Task:
Provide the records once more, identical to the original.

[Stored data entries]
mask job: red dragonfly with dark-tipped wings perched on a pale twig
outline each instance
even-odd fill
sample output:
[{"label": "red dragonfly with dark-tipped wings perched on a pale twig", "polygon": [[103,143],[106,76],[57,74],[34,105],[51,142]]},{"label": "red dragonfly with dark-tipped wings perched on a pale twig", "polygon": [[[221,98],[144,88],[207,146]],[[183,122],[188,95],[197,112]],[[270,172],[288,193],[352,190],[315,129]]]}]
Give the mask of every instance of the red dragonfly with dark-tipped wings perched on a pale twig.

Solution for this task:
mask job: red dragonfly with dark-tipped wings perched on a pale twig
outline each instance
even-odd fill
sample output:
[{"label": "red dragonfly with dark-tipped wings perched on a pale twig", "polygon": [[103,143],[106,76],[57,74],[34,105],[51,142]]},{"label": "red dragonfly with dark-tipped wings perched on a pale twig", "polygon": [[[221,98],[144,88],[207,146]],[[183,122],[188,95],[197,112]],[[270,172],[288,193],[352,190],[315,129]]]}]
Give the mask of every instance of the red dragonfly with dark-tipped wings perched on a pale twig.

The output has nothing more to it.